- [Written instruction A]: Reproduce the listing verbatim from its first line through the line containing "(201, 131), (265, 168)", including that line.

- [Passage shown]:
Mortgage Professionals Debate the State of Real Estate Lending
For today's real estate lending discussion I was lucky enough to get a panel of experts from the real estate lending community to answer 5 questions about mortgages, home loans, and the lending industry. I posed the same questions to each panelist in the roundtable and none of the panelist have yet read the other's answers.
Our panelists include:
Michelle Wilson of Alpine Mortgage. You can find her on the web at WilsonHomeFinancing.com
Darel Ansley of Peoples Bank in Wenatchee Washington. He blogs on Active Rain and has been a guest contributor here.
I hope that these questions serve as a starting point which might continue in the comments section that follows.
I divided this post into two parts since there was so much great info here. I will post part II in a few days.
1.2008 was a rough year. What is the silver lining for 2009?
Michelle: I think everyone can agree the silver lining for 2009 will be buying low at historically low rates. Also, first-time buyers from April 2008-July 2009 can take advantage of the $7500 interest free tax credit for renovations, debt consolidation or any other uses.
Darel: I am still uncomfortable with heavy involvement of the Federal Government in the financial markets. However; one benefit of all their actions is lower mortgage interest rates. Things can change, but currently the FED plans to buy up Mortgage Backed Securities for the first half of the year in an effort to lower mortgage rates and get people buying homes again. This is working so far, and combined with recently lower home prices, homes are more affordable than in recent years. Fortunately, subprime is gone, so this program is limited to people who can actually afford to make their payments.
William: The end of banks failing. Dare I say the worst is behind us.
Rhonda: Many unscrupulous loan originators are out of the business due to licensing requirements, less business and fewer programs. Consumers should have better odds of working with a mortgage professional than they did just a few years ago.

- [Information provided]:
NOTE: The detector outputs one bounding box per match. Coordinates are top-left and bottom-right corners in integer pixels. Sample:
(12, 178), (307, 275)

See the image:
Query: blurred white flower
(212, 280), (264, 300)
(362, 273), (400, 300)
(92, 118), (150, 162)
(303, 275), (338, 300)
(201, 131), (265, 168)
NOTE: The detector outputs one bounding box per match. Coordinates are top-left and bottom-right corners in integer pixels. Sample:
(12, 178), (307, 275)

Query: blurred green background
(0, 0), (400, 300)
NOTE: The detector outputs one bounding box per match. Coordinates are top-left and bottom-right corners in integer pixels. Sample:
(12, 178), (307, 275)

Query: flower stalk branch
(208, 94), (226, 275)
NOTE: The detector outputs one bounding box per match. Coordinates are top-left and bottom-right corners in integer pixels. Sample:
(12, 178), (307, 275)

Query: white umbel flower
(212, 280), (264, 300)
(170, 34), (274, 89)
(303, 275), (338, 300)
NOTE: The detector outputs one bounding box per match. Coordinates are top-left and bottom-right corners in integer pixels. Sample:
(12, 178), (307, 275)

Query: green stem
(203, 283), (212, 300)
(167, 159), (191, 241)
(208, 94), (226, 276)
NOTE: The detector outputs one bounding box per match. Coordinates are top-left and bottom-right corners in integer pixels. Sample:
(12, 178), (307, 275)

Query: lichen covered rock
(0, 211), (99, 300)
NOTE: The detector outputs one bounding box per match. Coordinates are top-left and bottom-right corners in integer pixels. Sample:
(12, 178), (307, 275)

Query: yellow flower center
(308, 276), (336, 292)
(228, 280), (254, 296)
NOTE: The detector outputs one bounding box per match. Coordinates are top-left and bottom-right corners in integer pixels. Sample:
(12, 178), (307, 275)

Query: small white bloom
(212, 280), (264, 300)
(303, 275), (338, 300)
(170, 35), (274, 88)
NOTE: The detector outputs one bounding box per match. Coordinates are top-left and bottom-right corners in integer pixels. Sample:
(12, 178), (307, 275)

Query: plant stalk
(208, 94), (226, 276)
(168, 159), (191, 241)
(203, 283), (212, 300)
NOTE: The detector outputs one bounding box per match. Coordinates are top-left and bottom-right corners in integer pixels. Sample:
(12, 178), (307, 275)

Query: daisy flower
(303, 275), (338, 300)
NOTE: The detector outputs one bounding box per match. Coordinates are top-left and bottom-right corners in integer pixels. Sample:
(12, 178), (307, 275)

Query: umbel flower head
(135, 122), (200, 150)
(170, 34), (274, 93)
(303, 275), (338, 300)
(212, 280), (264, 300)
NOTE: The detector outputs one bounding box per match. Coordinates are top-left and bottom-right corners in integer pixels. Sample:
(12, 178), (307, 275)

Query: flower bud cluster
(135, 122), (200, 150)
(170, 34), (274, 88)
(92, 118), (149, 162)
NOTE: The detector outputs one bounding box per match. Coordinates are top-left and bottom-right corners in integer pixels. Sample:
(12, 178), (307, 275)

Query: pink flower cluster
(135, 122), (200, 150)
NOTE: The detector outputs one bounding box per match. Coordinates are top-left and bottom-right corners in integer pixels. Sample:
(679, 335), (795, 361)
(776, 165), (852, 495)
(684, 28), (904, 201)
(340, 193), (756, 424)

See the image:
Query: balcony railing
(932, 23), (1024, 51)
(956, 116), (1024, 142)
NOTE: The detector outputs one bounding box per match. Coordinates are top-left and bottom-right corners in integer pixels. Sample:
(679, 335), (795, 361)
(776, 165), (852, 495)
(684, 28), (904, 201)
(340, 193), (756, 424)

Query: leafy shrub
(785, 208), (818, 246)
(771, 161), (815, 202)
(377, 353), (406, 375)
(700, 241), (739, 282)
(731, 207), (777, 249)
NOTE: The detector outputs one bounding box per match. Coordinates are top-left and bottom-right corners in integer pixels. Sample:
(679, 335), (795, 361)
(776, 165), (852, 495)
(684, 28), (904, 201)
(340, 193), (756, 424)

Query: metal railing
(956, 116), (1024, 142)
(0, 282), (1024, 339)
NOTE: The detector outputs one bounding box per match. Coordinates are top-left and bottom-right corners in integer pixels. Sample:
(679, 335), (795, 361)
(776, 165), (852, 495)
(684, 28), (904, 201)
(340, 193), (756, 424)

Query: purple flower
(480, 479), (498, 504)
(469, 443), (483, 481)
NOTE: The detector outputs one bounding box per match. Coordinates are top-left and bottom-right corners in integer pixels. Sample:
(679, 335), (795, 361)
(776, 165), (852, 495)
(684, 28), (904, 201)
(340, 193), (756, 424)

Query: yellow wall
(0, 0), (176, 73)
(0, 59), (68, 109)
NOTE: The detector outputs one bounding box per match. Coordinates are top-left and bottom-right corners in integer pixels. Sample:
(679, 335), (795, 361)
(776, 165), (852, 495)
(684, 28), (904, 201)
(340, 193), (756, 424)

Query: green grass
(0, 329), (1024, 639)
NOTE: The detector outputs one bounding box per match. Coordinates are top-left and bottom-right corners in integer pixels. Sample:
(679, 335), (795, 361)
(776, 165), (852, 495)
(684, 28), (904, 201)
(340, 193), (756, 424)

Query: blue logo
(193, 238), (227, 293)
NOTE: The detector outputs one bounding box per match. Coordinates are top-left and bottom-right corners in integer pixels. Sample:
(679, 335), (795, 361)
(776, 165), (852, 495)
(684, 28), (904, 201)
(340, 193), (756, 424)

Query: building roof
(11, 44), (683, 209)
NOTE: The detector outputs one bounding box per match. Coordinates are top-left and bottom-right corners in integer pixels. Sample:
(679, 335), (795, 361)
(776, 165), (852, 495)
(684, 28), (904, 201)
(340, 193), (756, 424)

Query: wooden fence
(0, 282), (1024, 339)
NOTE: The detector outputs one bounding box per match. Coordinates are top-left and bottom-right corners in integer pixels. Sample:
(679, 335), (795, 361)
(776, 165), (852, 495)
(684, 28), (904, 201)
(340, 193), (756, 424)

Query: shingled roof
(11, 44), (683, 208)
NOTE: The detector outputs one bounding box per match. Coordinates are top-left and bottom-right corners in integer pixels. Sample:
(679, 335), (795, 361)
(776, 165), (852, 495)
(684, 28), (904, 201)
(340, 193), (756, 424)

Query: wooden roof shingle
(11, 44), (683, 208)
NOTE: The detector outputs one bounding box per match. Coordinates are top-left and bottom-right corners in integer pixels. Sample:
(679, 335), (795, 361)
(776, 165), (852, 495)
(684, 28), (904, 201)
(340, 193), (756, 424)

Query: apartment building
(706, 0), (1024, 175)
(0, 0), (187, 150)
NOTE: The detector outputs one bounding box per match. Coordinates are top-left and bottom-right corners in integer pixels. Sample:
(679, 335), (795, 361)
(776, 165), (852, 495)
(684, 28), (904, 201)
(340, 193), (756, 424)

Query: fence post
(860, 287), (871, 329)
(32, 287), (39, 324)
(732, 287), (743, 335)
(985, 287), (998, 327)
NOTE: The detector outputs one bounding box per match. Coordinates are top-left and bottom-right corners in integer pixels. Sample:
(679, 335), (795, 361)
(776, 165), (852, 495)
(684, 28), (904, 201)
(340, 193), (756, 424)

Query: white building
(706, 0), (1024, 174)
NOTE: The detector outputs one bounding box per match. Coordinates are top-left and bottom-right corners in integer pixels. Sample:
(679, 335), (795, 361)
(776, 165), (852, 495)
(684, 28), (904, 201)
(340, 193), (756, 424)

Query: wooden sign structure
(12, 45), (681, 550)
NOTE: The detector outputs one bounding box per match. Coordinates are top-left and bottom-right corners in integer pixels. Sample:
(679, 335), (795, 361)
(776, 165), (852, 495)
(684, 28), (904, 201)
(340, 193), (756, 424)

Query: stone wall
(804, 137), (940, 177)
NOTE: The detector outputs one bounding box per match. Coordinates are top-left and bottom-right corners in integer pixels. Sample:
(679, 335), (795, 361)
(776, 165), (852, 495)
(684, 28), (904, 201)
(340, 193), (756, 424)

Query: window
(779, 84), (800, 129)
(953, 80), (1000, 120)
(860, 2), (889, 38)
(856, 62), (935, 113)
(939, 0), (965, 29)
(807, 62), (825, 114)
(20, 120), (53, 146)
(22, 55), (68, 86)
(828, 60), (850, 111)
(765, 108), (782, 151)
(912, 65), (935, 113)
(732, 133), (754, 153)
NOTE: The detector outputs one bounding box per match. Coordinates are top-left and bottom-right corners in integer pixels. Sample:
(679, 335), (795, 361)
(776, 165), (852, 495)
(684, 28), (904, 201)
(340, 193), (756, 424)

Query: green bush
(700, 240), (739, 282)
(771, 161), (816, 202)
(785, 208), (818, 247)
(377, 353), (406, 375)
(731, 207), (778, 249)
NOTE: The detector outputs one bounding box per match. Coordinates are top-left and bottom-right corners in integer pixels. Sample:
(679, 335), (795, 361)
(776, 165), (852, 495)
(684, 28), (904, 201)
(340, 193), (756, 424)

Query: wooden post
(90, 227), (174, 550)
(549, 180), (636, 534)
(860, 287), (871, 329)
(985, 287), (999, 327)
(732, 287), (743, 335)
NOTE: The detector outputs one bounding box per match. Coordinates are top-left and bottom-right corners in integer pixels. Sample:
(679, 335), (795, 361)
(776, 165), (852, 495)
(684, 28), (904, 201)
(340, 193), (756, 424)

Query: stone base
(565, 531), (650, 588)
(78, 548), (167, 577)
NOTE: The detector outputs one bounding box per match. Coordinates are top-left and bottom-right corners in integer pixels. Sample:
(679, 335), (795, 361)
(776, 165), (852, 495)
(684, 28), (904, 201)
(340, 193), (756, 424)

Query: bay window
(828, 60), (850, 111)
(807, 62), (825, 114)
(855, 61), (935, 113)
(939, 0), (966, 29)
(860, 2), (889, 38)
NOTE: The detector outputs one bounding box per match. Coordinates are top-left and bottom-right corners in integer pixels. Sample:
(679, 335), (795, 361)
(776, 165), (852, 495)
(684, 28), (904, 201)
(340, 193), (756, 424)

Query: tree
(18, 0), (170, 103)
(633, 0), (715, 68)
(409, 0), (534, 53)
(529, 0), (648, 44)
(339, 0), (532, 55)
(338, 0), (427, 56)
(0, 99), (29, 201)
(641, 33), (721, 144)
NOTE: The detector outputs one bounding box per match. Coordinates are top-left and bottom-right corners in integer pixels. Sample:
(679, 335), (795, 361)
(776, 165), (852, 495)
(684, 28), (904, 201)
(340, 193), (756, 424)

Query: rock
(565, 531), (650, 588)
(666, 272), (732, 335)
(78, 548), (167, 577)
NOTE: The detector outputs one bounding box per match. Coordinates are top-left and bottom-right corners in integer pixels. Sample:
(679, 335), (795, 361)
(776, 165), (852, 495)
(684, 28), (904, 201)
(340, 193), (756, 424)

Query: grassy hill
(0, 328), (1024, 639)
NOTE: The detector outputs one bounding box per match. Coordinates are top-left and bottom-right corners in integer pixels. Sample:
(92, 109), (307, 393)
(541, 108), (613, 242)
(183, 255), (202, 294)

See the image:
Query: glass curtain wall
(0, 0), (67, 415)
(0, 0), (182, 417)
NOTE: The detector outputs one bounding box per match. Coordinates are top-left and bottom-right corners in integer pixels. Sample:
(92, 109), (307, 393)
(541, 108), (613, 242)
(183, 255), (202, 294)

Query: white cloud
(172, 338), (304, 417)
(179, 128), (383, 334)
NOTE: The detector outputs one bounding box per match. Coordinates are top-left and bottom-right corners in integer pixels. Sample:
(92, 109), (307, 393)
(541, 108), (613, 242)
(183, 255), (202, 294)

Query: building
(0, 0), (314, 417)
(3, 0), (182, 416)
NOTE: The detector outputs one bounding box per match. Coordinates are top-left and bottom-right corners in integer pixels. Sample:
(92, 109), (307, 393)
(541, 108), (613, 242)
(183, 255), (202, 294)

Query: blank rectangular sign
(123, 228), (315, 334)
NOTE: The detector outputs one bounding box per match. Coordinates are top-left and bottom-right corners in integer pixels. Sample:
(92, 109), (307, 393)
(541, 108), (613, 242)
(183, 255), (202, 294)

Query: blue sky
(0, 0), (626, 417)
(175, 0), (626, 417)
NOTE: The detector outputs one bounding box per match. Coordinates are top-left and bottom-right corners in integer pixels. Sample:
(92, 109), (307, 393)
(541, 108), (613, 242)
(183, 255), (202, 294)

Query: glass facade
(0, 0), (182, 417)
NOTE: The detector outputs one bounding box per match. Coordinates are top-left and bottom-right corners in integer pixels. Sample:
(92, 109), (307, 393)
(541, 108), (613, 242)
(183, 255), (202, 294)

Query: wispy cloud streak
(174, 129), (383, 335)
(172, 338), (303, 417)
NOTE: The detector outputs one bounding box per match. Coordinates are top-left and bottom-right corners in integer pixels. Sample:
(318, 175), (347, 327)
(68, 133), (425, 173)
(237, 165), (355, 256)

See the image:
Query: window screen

- [Written instruction B]: Transcribe the real estate lending passage exactly, from "I hope that" to "a few days.".

- [Correct result A]:
NOTE: The detector outputs one bounding box per match. Coordinates are top-left and bottom-right corners in integer pixels. Sample:
(12, 178), (307, 275)

See the image:
Query: blurred white flower
(212, 280), (264, 300)
(362, 273), (400, 300)
(92, 118), (150, 162)
(303, 275), (338, 300)
(201, 131), (265, 168)

- [Correct result B]:
I hope that these questions serve as a starting point which might continue in the comments section that follows.
I divided this post into two parts since there was so much great info here. I will post part II in a few days.